WORK TO BE COMPLETED
Reproduce, word for word, the stretch of the "R.I.P." piece that opens with the words containing "Are you a Law" and closes with "eye, doesn’t it?".

R.I.P.
Are you a Law & Order freak? How about American Justice or Cold Case Files? If you answered in the affirmative you’re a crime junkie. You believe that criminals should be treated harshly…like an in-law. No mercy showed.
We’re all sick of some wisecracking nogoodnick, with gun moll in tow, breaking the law and living off the fat of the land. We want them caught and punished. The third degree, good cop/bad cop, the old yellow pages swung upside their heads till they beg for mercy….that’s the ticket.
Legendary lawmen are true heroes. It doesn’t matter if they’re real life cops or fictional ones. The list is endless: Wyatt Earp, Charlie Chan, Miss Marple, Philip Marlowe, Sam Spade, Sherlock Holmes, Dick Tracy, Poirot and my personal favorite, the incomparable Inspector Clouseau. Brings a tear to your eye, doesn’t it?
Joining the list of these Hall of Fame heroes is a new one – Arnold. No last name…kind of like Liberace, Judy, Frank and Liza with a Z. Arnold was an unlikely hero. He didn’t ask to become involved in bringing some stinking criminal to justice. He was in the right place at the right time. The really amazing thing is that Arnold joined the ranks of the “greats” at the young age of 6-years.

SOURCE MATERIAL

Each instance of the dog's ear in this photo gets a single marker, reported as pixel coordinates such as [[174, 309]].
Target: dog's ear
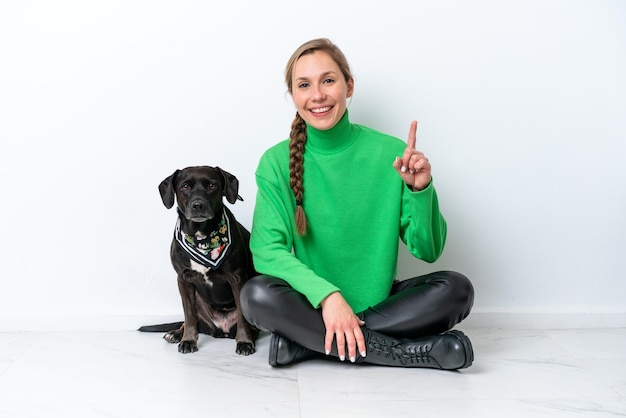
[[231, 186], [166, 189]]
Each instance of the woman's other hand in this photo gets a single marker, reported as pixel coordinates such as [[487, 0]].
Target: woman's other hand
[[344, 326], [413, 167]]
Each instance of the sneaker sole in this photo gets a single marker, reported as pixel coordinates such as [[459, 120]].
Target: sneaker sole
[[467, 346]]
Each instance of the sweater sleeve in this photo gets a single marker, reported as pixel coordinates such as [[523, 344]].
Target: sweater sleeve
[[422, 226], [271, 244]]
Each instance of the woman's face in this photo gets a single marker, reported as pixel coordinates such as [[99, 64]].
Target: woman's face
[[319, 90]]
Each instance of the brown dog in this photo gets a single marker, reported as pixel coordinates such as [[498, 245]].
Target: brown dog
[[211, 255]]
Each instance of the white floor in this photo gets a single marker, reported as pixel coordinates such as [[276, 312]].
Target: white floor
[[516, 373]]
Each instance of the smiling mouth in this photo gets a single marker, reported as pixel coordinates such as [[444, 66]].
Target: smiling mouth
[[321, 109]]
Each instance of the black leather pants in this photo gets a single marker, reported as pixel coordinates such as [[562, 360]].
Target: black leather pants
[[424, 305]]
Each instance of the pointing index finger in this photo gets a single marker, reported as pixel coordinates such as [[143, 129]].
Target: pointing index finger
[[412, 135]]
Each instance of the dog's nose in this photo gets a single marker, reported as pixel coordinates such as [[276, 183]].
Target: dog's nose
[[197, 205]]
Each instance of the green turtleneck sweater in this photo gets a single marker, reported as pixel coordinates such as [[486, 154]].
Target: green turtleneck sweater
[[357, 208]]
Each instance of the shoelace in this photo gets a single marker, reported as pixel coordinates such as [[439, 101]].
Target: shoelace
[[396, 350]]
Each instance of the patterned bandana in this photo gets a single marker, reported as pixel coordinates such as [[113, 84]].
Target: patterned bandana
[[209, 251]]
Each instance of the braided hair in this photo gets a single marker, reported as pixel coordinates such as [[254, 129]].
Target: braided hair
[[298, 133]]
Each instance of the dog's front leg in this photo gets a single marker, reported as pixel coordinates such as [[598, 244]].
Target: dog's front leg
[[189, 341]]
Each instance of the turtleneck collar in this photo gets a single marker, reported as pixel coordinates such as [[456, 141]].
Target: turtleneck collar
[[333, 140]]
...
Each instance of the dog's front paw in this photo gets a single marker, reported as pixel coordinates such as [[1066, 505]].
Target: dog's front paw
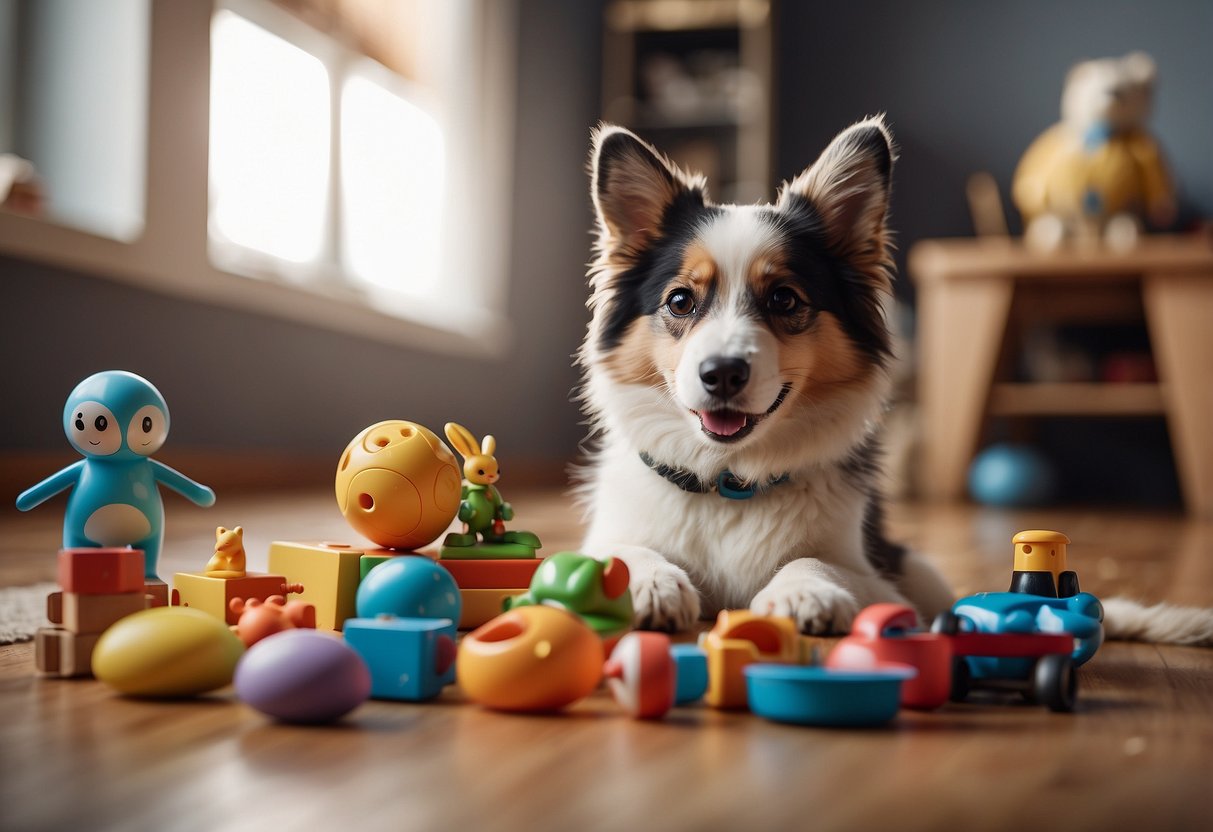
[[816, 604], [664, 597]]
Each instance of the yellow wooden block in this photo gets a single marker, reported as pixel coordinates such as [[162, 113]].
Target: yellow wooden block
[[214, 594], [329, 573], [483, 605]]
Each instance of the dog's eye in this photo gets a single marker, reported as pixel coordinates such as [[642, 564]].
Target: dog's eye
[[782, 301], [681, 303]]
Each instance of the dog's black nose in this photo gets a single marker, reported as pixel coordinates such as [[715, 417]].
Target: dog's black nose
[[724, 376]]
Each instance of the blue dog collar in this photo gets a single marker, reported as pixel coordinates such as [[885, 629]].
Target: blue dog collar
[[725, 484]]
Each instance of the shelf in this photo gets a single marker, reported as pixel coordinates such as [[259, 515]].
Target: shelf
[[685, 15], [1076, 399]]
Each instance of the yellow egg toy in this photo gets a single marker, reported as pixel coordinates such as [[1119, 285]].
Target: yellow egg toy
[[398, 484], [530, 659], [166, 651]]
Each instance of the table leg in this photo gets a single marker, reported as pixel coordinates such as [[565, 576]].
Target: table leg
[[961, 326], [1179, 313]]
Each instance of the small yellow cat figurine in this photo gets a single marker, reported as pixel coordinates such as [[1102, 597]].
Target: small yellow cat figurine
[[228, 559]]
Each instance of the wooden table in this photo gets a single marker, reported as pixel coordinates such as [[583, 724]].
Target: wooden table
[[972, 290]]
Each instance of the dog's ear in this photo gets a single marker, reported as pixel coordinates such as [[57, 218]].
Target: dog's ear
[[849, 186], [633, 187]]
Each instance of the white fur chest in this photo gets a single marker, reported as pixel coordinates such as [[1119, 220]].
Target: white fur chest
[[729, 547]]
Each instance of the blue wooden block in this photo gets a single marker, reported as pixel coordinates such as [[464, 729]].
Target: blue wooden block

TASK ANSWER
Are you a Law & Order freak? How about American Justice or Cold Case Files? If you answered in the affirmative you’re a crime junkie. You believe that criminals should be treated harshly…like an in-law. No mercy showed.
We’re all sick of some wisecracking nogoodnick, with gun moll in tow, breaking the law and living off the fat of the land. We want them caught and punished. The third degree, good cop/bad cop, the old yellow pages swung upside their heads till they beg for mercy….that’s the ticket.
Legendary lawmen are true heroes. It doesn’t matter if they’re real life cops or fictional ones. The list is endless: Wyatt Earp, Charlie Chan, Miss Marple, Philip Marlowe, Sam Spade, Sherlock Holmes, Dick Tracy, Poirot and my personal favorite, the incomparable Inspector Clouseau. Brings a tear to your eye, doesn’t it?